--- START OF DOCUMENT EXCERPT ---

My father was 12 when he learned that he was Jewish and that life was no longer safe. Just after the Anschluss, his mother told him he was a member of the Jewish race, and there was nothing to be ashamed of.
Until then he had thought of Judaism as a religion like any other. In his memoirs, he remembered a childhood scene that didn’t make it into my book Uncle Otto’s Puppet Theatre. It concerned his uncle Johann Wittal, a brusque, uncouth but very pious man who had made a fortune in textiles and owned a children’s clothing store in Brno’s city centre.
Wittal had married into the family. He and his wife Frederike lived with their daughter Vally in great comfort in a hillside Bauhaus villa with a beautiful view onto Brno. They had a chauffeur and a gardener, several cars, electric refrigerators and all the modern gadgets.
My father Bob spent many a weekend in Brno where his paternal family lived. His father would drive up from Vienna in his Steyr 200 to see his mother, brothers and sister. When my father, then six or seven, was in the store, Wittal beckoned him over from behind a counter. He held in his hand a leather-bound book, and growled “Can you read this?”
Bob couldn’t make out the unfamiliar lettering. “Bist du kein Jud?” Wittal exclaimed. “Nein,” the wide-eyed child replied.
A day or two later, when Bob was eating dinner in the Wittal’s dining room, his Tante Frederike warned him not to leave the table after the meal. Wittal would be saying a few words.

--- END OF DOCUMENT EXCERPT ---
--- START OF INFORMATION SHOWN ---

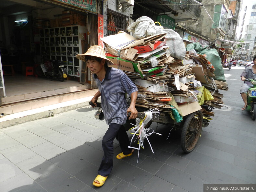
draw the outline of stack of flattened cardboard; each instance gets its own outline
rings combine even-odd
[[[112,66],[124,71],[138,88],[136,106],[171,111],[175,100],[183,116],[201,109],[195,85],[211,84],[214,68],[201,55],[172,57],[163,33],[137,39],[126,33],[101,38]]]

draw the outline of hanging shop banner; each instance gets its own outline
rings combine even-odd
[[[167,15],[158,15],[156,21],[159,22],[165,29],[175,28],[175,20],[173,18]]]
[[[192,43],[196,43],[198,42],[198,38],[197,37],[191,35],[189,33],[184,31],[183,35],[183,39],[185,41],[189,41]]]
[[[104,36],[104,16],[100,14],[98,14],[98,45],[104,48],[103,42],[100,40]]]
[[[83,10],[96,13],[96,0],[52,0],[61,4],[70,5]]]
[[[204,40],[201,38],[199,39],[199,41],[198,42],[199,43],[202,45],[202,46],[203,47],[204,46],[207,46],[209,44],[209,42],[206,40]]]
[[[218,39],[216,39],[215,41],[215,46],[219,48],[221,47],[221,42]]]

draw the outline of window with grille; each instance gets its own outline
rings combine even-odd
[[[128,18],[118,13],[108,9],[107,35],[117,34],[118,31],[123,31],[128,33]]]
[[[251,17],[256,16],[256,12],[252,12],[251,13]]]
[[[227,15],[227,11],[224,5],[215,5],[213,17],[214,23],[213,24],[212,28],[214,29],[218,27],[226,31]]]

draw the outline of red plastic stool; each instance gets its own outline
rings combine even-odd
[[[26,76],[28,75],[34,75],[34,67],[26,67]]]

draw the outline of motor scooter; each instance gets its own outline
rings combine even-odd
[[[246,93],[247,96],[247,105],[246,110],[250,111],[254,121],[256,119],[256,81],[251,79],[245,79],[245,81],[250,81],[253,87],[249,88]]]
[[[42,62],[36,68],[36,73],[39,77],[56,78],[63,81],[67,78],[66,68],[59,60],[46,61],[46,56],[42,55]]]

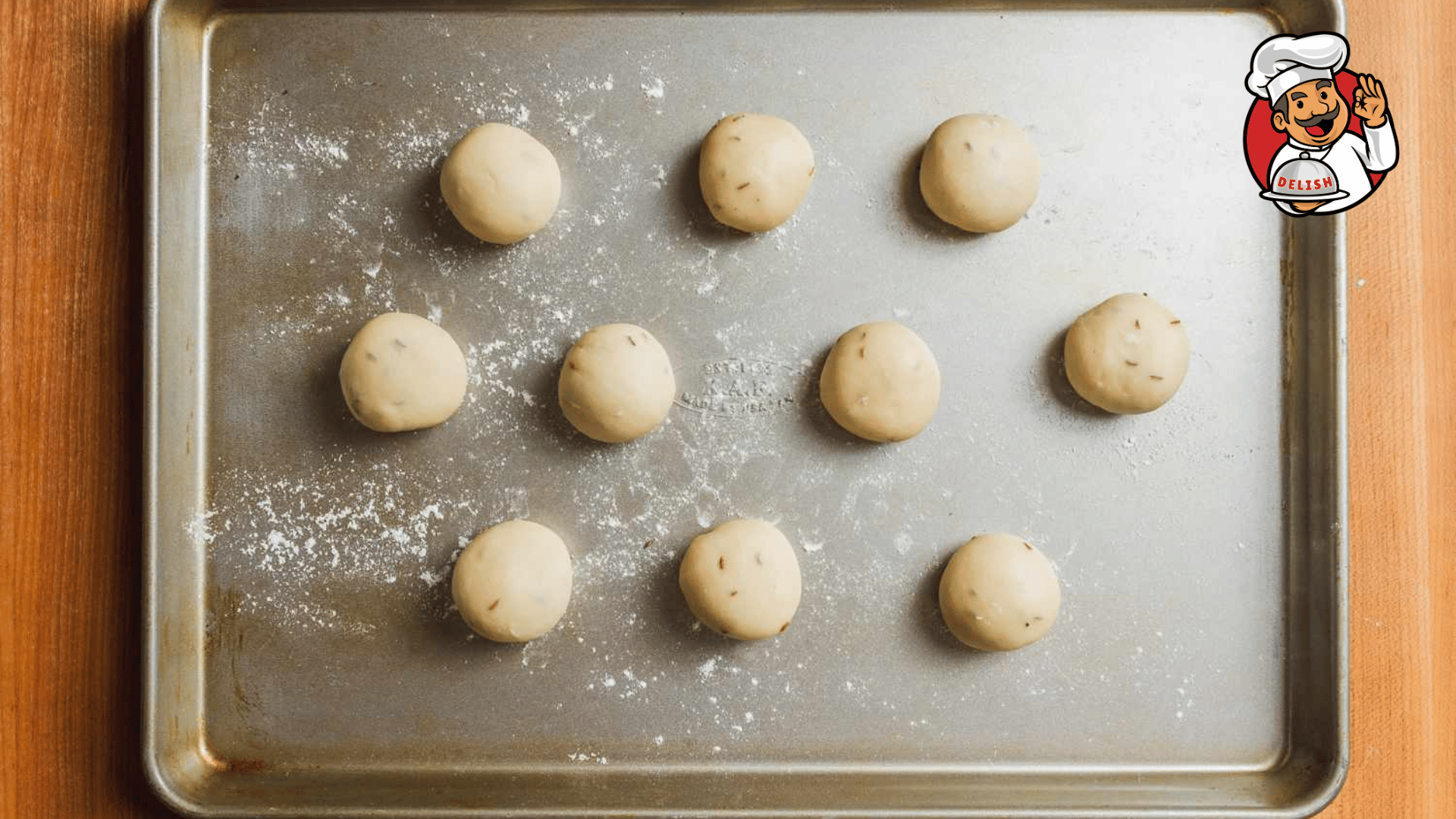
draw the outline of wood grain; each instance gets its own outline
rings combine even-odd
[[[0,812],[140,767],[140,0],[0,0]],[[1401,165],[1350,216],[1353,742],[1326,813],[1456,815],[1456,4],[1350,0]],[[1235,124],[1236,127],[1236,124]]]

--- END OF INFORMATION SHOWN ---

**WHAT YOU SHOULD DO**
From the memoir excerpt above, copy the passage word for word, starting at "Wittal had married" and ending at "the modern gadgets.".

**SOLUTION TO THIS TASK**
Wittal had married into the family. He and his wife Frederike lived with their daughter Vally in great comfort in a hillside Bauhaus villa with a beautiful view onto Brno. They had a chauffeur and a gardener, several cars, electric refrigerators and all the modern gadgets.